# WHAT NEEDS TO BE DONE
Set down the entries once more exactly as they were written.

# RECORDS SHOWN
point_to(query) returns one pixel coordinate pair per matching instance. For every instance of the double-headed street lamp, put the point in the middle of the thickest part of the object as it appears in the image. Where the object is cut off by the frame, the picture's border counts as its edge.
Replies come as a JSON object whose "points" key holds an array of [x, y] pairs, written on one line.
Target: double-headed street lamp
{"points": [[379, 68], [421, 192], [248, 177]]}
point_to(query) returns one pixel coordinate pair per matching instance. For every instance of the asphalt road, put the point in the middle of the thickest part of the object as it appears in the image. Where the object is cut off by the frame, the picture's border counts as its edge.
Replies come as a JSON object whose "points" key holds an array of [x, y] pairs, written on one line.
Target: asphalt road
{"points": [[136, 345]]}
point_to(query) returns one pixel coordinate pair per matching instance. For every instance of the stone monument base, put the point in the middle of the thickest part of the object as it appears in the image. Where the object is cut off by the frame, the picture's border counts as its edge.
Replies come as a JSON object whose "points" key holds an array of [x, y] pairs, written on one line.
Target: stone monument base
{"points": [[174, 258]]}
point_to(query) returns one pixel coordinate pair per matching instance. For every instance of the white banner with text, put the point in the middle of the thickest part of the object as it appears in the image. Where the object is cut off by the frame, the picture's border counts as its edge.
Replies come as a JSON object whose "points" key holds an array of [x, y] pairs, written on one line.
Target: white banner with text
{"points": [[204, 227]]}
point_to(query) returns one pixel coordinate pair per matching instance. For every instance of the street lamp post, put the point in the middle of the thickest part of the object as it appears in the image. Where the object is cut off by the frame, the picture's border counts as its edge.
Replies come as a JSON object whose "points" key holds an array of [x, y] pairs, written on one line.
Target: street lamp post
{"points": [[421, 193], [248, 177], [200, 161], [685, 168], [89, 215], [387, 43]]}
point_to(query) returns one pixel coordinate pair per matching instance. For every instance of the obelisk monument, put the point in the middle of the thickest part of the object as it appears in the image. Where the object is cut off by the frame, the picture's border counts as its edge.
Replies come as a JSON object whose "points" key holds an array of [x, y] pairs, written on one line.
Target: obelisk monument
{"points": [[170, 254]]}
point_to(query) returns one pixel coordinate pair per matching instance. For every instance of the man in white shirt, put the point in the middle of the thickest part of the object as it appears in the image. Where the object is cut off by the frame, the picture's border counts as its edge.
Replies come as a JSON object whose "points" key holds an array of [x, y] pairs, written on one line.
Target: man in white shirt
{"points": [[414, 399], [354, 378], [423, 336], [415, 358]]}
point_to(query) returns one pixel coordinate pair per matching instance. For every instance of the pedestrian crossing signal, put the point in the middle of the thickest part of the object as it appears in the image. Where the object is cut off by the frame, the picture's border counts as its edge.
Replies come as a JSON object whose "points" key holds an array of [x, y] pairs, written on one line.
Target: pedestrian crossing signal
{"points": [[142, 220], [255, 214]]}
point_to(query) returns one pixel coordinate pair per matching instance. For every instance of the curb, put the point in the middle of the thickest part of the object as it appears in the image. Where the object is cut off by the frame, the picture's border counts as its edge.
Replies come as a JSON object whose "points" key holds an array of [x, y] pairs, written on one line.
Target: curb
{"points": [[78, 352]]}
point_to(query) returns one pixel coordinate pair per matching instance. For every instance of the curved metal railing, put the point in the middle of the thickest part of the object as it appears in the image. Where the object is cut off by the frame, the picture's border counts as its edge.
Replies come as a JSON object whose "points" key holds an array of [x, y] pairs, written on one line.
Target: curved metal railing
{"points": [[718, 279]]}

# RESULT FOR THIS TASK
point_to(query) returns one pixel coordinate pair per matching instance. For every instance of the double-headed street lamp, put the point in the middle of the thickest part of the object as it appears in the image. Where the object is cut off by the frame, the picture's border counts as its edge.
Replies come as a JSON object whose "points" key holds an array of [x, y] pairs, written on one line.
Target: double-headed street lamp
{"points": [[379, 68], [421, 192], [248, 177]]}
point_to(query) returns one pixel coordinate pair per matching instance. For every instance of the asphalt road, put the point in the middle of the thickest part of the object as it appears in the image. Where the object is cut off by the frame, the picture's border counts as its edge.
Replies come as a JSON object whose "points" key holds an array of [x, y] pairs, written on one line.
Target: asphalt road
{"points": [[136, 345]]}
point_to(query) returns one pixel coordinate pair per matching instance. For every instance of the stone monument base, put the point in the middle of the thickest part of the object as it appears in the image. Where the object is cut off by the frame, the picture's border counts as its edge.
Replies come as a JSON object whose "points" key holds an array of [x, y] pairs, written on one line.
Target: stone monument base
{"points": [[174, 258]]}
point_to(query) returns one pixel coordinate pair per matching instance. For every instance of the white banner with text, put the point in the middle of the thickest part of the object as it appears in the image. Where the object is cut off by the frame, the picture's border counts as its edge.
Replies come as a JSON object whose "points" key holds an array of [x, y] pairs, written on one line.
Target: white banner with text
{"points": [[204, 227]]}
point_to(query) returns one pixel coordinate pair per matching instance. For every instance of the street lamp post, put the point in the middle of the thickest part of the object as it appears in the image. Where the object is cut off by the frame, the picture's border counts as its edge.
Replies come as a JSON object whose "points" key holds an array of [x, y] pairs, written on one line.
Target: street lamp post
{"points": [[421, 193], [248, 177], [200, 161], [685, 168], [89, 215], [387, 43]]}
point_to(query) returns one pixel coordinate pair per matching instance. For every instance of the obelisk monument, put the point in the middle of the thickest part of the object as it appears in the image. Where the object is cut off by the frame, the picture's border counts as its edge.
Replies come as a JSON object whose "points" key holds an array of [x, y] pairs, written on one line.
Target: obelisk monument
{"points": [[170, 254]]}
point_to(query) returns one pixel coordinate pair per matching instance. For every instance of the man in white shirt, put the point in the middle of the thickest part of the object as it appears in the image. Where the object is cut off by the frame, the picture's border counts as its edge.
Replies come as a JSON object whose "points" key holds an array of [x, y] pairs, written on one line.
Target: man in white shirt
{"points": [[414, 399], [354, 378], [423, 336], [415, 358]]}
point_to(query) returns one pixel coordinate pair per matching instance. For every instance of the pedestrian crossing signal, put the point in the middle of the thickest part of the object as it appears in the image. Where the object is cut off by the frame, the picture's border counts as its edge.
Replies come as a JSON object whose "points" key holds an array of [x, y] pairs, written on one line.
Target: pedestrian crossing signal
{"points": [[142, 220], [255, 214]]}
point_to(query) returns one pixel coordinate pair per matching instance. For every instance of the curb, put the point in the middle of the thickest part of the object as it appears in the image. Where the object is cut off by the frame, the picture's border counts as its edge.
Replies come as a JSON object whose "points" key holds an array of [x, y] pairs, written on one line.
Target: curb
{"points": [[78, 352]]}
point_to(query) returns one pixel coordinate pair per matching instance. For every instance of the curved metal railing, put the point in the middle of the thickest part of the object as it appears in the image. Where the object is cut off by the frame, the picture's border counts as its edge.
Replies come as a JSON object whose "points" key holds an array of [x, y] pairs, written on one line.
Target: curved metal railing
{"points": [[718, 279]]}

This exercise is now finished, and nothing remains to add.